## Task 1
In the Boost mailing list post, what keyword does the author give for algorithms whose memory storage must stay small no matter how long the input is?
## Task 2
Summarize the Boost mailing list post in two sentences.
## Task 3
Extend the Boost mailing list post on medians past its final sentence.

## Text
▶

Boost logo

Boost :

From: Hervé Brönnimann (hervebronnimann_at_[hidden])
Date: 2007-01-31 20:23:45


On Jan 31, 2007, at 10:38 AM, Hans Meine wrote:
> On Wednesday, 31. January 2007 16:19, Ben FrantzDale wrote:
>>> Isn't this already a problem with sequences? Suppose you're
>>> storing the
>>> current median, and a new value comes along. What's the new median -
>>> without checking all the previous values? There are statistical
>>> estimates
>>> for this, but I don't know any exact way other than essentially
>>> resorting
>>> the data and checking the new median.
>>
>> Good point. Combining partial results may not be possible for all
>> accumulated statistics or there may be a cost to making a statistic
>> "combinable". Perhaps a refinement of the Accumulator concept
>> would be
>> needed.
>>
>> The idea of the Accumulator library is to implement online
>> algorithms; is
>> there a corresponding word for online algorithms for which partial
>> results
>> can be combined?
>
> Actually, I don't see any "online algorithms" whose partial results
> cannot be
> combined.
>
> IIUC, what James pointed out is exactly that the median is not an
> online
> algorithm. AFAICS, the "partial result" (in terms of inner
> representation)
> of a median accumulator consists of the (possibly sorted) complete
> input seen
> so far. (I would love to be corrected, but I cannot imagine a
> solution.)

Just to contribute to the discussion: The keyword for this sort of
algorithms is Data Streams (where your memory storage must be small,
e.g bounded or very slowly growing, no matter how many elements the
stream has), and they're now part of any theoretical computer science
conference (database conferences also sport a few of these).
Theoretical computer science tells you that indeed, it is not
mathematically possible to maintain the median of a stream of N
values without Omega(N) storage, essentially remembering all the values.

BTW, there are faster algorithms for finding the median than sorting,
using quickselect algorithm for instance (essentially
std::nth_element). It's also possible in linear storage to maintain
the median at logarithmic cost per new element.

◀

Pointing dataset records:

▶

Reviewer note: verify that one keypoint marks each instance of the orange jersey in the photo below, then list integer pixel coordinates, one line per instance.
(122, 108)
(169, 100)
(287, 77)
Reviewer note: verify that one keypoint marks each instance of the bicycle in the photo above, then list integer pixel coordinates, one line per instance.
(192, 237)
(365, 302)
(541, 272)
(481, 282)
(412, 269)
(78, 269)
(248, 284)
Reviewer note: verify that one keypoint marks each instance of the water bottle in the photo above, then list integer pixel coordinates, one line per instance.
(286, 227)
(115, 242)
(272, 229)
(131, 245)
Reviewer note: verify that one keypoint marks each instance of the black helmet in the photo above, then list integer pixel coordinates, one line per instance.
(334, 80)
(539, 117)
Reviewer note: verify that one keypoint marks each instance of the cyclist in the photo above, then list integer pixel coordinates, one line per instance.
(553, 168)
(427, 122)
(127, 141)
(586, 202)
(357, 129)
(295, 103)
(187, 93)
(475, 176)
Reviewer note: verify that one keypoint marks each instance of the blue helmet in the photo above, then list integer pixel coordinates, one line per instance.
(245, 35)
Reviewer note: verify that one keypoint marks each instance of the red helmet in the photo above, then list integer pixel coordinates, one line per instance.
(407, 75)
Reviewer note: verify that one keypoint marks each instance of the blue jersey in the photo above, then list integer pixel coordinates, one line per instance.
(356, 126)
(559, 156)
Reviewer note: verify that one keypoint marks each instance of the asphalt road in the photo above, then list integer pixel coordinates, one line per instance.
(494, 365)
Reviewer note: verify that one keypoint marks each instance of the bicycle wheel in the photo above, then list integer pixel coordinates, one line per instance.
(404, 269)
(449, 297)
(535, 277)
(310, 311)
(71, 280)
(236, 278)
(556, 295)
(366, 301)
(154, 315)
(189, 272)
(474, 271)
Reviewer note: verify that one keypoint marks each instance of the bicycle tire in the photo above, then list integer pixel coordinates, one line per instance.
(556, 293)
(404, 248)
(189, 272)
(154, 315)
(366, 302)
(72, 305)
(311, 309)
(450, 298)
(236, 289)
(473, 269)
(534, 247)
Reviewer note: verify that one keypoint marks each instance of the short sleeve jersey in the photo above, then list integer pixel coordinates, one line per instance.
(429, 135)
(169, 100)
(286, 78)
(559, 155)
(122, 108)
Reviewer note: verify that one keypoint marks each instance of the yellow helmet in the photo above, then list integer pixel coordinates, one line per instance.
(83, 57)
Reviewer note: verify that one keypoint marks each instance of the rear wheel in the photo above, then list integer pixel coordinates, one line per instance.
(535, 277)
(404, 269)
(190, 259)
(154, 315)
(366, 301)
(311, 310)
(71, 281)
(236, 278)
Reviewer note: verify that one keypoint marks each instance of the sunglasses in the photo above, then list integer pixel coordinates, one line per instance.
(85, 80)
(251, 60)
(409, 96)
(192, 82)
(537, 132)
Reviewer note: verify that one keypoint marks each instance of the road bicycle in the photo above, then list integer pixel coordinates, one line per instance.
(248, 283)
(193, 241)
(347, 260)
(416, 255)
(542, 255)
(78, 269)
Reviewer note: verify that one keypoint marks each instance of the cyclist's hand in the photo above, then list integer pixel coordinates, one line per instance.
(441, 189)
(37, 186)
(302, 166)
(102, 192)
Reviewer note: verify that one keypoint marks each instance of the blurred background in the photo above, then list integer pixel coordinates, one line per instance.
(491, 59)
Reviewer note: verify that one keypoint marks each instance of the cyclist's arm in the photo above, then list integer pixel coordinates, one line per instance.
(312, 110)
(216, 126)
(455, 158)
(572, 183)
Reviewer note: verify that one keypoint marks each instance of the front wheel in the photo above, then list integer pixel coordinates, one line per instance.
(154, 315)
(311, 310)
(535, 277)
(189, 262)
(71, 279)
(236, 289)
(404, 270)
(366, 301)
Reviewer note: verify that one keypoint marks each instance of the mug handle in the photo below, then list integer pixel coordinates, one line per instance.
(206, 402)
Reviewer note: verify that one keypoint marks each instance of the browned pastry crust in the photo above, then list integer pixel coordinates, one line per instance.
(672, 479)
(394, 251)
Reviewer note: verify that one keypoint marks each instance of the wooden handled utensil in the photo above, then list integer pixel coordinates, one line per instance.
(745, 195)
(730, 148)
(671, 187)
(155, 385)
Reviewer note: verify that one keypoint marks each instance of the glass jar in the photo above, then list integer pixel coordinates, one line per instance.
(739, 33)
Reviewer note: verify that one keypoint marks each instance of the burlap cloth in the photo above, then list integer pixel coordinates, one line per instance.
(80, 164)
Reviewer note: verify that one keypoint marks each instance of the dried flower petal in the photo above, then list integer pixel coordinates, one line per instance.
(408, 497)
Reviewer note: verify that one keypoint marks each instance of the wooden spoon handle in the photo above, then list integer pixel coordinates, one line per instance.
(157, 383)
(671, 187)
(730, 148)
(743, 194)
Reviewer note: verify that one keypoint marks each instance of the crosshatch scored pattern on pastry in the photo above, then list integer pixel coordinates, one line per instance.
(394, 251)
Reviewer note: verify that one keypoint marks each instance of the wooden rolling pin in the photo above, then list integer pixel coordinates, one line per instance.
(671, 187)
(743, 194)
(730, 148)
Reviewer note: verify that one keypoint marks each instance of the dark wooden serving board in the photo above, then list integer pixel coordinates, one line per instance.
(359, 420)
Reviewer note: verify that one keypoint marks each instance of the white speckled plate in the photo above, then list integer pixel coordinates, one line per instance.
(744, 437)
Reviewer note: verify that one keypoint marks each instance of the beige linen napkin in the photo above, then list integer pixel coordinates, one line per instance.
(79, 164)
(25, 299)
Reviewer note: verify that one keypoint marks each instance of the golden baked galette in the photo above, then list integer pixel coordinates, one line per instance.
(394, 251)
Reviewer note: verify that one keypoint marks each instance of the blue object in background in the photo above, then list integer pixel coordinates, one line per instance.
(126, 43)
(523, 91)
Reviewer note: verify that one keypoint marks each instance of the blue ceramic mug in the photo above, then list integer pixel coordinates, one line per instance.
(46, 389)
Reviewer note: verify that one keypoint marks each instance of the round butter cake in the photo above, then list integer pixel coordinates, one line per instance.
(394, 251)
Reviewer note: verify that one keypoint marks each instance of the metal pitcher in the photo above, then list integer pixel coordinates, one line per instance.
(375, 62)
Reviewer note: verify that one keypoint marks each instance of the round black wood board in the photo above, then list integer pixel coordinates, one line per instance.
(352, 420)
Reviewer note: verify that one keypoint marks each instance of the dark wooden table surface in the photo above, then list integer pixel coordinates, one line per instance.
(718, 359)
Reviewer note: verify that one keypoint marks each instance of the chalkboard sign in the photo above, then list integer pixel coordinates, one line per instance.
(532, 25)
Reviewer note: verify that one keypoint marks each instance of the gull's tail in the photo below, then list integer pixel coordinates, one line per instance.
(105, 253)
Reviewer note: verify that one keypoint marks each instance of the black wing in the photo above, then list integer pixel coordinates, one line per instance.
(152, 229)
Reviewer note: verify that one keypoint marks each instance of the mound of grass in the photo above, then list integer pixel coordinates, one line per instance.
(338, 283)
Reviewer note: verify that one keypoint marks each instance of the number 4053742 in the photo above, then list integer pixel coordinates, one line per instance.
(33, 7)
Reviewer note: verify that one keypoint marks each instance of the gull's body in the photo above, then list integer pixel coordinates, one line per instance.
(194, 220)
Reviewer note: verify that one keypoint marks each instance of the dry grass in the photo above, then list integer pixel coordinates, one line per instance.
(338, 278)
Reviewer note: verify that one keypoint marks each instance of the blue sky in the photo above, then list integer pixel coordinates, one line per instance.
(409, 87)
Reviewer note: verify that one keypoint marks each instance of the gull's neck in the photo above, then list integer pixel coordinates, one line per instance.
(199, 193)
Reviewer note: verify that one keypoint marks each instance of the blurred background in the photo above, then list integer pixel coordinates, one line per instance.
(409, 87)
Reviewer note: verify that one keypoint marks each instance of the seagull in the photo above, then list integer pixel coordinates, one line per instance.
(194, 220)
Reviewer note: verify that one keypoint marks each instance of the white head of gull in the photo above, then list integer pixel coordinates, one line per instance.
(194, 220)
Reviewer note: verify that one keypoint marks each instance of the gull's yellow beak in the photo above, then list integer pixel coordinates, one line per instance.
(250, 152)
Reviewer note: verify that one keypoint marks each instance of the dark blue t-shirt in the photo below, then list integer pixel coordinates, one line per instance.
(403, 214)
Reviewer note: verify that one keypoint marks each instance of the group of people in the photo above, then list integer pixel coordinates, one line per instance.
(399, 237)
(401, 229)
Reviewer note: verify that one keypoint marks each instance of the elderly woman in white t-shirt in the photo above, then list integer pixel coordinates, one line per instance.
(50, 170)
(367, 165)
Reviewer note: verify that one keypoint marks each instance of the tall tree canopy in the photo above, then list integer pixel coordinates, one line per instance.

◀

## Task output 1
Data Streams.

## Task output 2
Participants question whether the partial results of online algorithms can be combined, and one argues that the median is not an online algorithm because its partial result is essentially all the input seen so far. The reply names Data Streams as the keyword for such small-memory algorithms, states that maintaining the median of N values needs Omega(N) storage, and notes that quickselect beats sorting and that linear storage allows logarithmic cost per new element.

## Task output 3
Online algorithms is not a well-defined term in computer science, but
online or competivity analysis of algorithms refers to something
else: the online competitiveness ratio of an algorithm that processes
a stream online is the ratio between its solution, and the solution
of the best offline algorithm (which knows all the values in
advance). I.e. it measures what you lose by not knowing the future.

Examples of data stream algorithm are of course the average (you only
need to maintain sum and count), or higher moments (sum of squares,
etc.) with all the pitfalls that have been detailed with John's
torture tests earlier in this stream.

But if you don't insist on the median, you can get approximate
medians (of rank within (1/2+/-epsilon)) for a data stream cheaply,
using a random sample of size roughly 1/epsilon (a bit larger
actually, to take care of the random deviations). There are
deterministic algorithm (by Manku, Motwani, or Greenwald and Khanna.

Another simple problem is: maintain the count of *unique* items (i.e.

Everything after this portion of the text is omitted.